** begin EXERCISE MATERIAL **

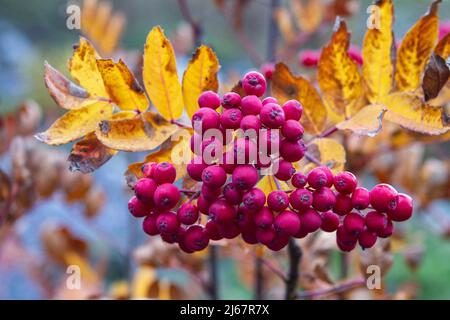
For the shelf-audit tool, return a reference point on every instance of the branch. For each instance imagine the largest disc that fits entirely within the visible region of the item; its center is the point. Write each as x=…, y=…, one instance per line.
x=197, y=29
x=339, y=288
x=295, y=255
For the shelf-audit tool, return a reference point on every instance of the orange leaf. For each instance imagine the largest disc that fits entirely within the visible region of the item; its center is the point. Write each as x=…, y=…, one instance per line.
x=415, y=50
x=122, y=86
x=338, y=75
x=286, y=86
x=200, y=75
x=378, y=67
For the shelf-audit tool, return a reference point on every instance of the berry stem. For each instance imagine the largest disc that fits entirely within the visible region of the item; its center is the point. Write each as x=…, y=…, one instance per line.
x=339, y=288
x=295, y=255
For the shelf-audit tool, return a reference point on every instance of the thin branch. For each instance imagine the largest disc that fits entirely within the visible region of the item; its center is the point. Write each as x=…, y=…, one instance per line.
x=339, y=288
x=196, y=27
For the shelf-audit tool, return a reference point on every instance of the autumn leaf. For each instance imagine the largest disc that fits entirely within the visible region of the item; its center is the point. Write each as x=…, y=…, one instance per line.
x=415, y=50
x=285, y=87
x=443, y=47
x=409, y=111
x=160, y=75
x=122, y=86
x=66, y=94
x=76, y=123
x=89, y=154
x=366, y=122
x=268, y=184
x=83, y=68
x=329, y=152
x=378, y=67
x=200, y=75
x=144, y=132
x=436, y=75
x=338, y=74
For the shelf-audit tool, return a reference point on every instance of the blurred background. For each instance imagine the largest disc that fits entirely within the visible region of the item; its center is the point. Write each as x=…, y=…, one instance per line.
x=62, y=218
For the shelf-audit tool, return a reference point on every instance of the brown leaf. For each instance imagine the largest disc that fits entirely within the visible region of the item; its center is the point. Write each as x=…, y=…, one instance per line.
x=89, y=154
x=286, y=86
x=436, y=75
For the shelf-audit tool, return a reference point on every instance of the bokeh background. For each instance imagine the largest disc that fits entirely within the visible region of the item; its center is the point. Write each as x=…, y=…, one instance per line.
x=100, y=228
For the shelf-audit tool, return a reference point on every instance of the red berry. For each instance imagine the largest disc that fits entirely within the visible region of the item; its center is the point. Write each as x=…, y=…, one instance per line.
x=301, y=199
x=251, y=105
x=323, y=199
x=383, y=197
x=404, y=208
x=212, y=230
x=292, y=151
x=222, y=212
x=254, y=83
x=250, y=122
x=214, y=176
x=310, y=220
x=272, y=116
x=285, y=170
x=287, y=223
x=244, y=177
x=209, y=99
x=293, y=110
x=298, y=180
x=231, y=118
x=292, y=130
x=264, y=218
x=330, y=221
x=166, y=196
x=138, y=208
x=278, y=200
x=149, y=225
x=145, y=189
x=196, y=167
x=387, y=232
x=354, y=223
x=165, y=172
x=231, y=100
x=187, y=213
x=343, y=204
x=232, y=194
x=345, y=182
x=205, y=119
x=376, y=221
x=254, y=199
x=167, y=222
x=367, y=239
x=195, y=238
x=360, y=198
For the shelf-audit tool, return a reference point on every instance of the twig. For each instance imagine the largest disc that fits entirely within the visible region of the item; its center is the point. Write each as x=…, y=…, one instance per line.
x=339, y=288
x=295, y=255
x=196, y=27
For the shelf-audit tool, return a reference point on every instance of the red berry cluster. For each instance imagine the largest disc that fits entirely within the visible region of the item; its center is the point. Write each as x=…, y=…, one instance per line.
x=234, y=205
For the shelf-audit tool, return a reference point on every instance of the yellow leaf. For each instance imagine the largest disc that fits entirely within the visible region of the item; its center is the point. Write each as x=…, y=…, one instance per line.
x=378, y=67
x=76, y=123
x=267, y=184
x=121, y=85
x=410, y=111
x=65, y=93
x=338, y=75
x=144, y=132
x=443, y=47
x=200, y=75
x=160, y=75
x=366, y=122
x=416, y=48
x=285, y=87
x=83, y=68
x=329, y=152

** end EXERCISE MATERIAL **

--- THE EXERCISE ---
Copy every row above word for word, leaving out the pictures.

--- SOLUTION TO THIS TASK ---
For the shelf-audit tool, return a reference point on every instance of the branch. For each instance imagine the largest disc that fits entirely within the visible region of the item; its center is the point. Write each as x=…, y=…, one instance per line.
x=197, y=29
x=339, y=288
x=295, y=255
For the shelf-audit tool, return a reference point on every instance of the orange leaf. For each instance imagine the largest disc that fits entirely within the visible region of the item; its center is the point. Write each as x=…, y=…, one instance per line.
x=415, y=50
x=122, y=86
x=338, y=75
x=286, y=86
x=200, y=75
x=378, y=67
For the shelf-audit tool, return a reference point on every instance of the berry stem. For each instance imagine the largest disc that fits entirely within the visible region of the item; its center is the point. Write each as x=…, y=…, one instance per line.
x=339, y=288
x=295, y=255
For the shelf-audit tool, return a reference point on every instance of the thin branch. For each instance imagine the largest disc that fits entirely within the visible region of the item; its center is the point. Write each as x=…, y=…, one instance per line.
x=339, y=288
x=196, y=27
For the shelf-audit tool, return a reference point on every instance of the autumn leaf. For each instance imagine the largest disc that fits entirely within the visible region of the item; its center is the point. Write each as x=…, y=…, one instance per line.
x=415, y=50
x=285, y=87
x=443, y=47
x=409, y=111
x=160, y=75
x=122, y=86
x=66, y=94
x=76, y=123
x=89, y=154
x=366, y=122
x=268, y=184
x=83, y=68
x=329, y=152
x=378, y=67
x=200, y=75
x=144, y=132
x=436, y=75
x=338, y=74
For the shelf-audit tool, return a reference point on every instance of the blurred background. For each instance imagine the largest disc that fits entirely within the visible region of the item; its center is the point. Write each as x=…, y=…, one instance per line.
x=62, y=218
For the shelf-audit tool, return a reference point on every instance of the brown leaf. For each instance imagine the largest disc that fits entirely within the visible region of the item; its center is the point. Write each as x=…, y=…, one instance per line.
x=89, y=154
x=286, y=86
x=436, y=75
For the shelf-audit tool, return a reference point on every instance of the bokeh background. For each instance imagine the largest disc that fits entirely within the visible region of the item; its center is the point. Write each as x=…, y=…, one instance per line.
x=100, y=228
For the shelf-audit tool, return a reference point on every instance of the red berry. For each instance imagine the largest disc that fits entirely within the visible region of the item; its center is the point. Write each as x=…, y=…, one instance per line.
x=301, y=199
x=251, y=105
x=323, y=199
x=383, y=197
x=404, y=208
x=212, y=230
x=292, y=151
x=222, y=212
x=254, y=83
x=250, y=122
x=214, y=176
x=310, y=220
x=272, y=116
x=285, y=170
x=287, y=223
x=244, y=177
x=209, y=99
x=293, y=110
x=298, y=180
x=231, y=118
x=292, y=130
x=264, y=218
x=330, y=221
x=166, y=196
x=138, y=208
x=278, y=200
x=149, y=225
x=145, y=189
x=196, y=167
x=387, y=232
x=354, y=223
x=165, y=172
x=231, y=100
x=187, y=213
x=343, y=204
x=232, y=194
x=345, y=182
x=205, y=119
x=376, y=221
x=254, y=199
x=167, y=222
x=367, y=239
x=195, y=238
x=360, y=198
For the shelf-audit tool, return a reference point on every instance of the twig. For each instance imagine the largest disc that fits entirely within the visible region of the item; its center is the point. Write each as x=…, y=…, one instance per line.
x=339, y=288
x=295, y=255
x=196, y=27
For the shelf-audit tool, return a reference point on every instance of the red berry cluster. For each instance imagine the largest disc that fits entirely within the visible region of the item; its center is the point. Write each as x=…, y=…, one instance per line.
x=234, y=205
For the shelf-audit tool, return a reference point on every instance of the yellow leaf. For each instance imagine the largest disc that fits entirely within the visible region of the item; its center is the point. Write each as x=…, y=…, one instance per line.
x=378, y=67
x=76, y=123
x=267, y=184
x=121, y=85
x=410, y=111
x=65, y=93
x=338, y=75
x=144, y=132
x=443, y=47
x=200, y=75
x=160, y=75
x=366, y=122
x=416, y=48
x=285, y=87
x=83, y=68
x=329, y=152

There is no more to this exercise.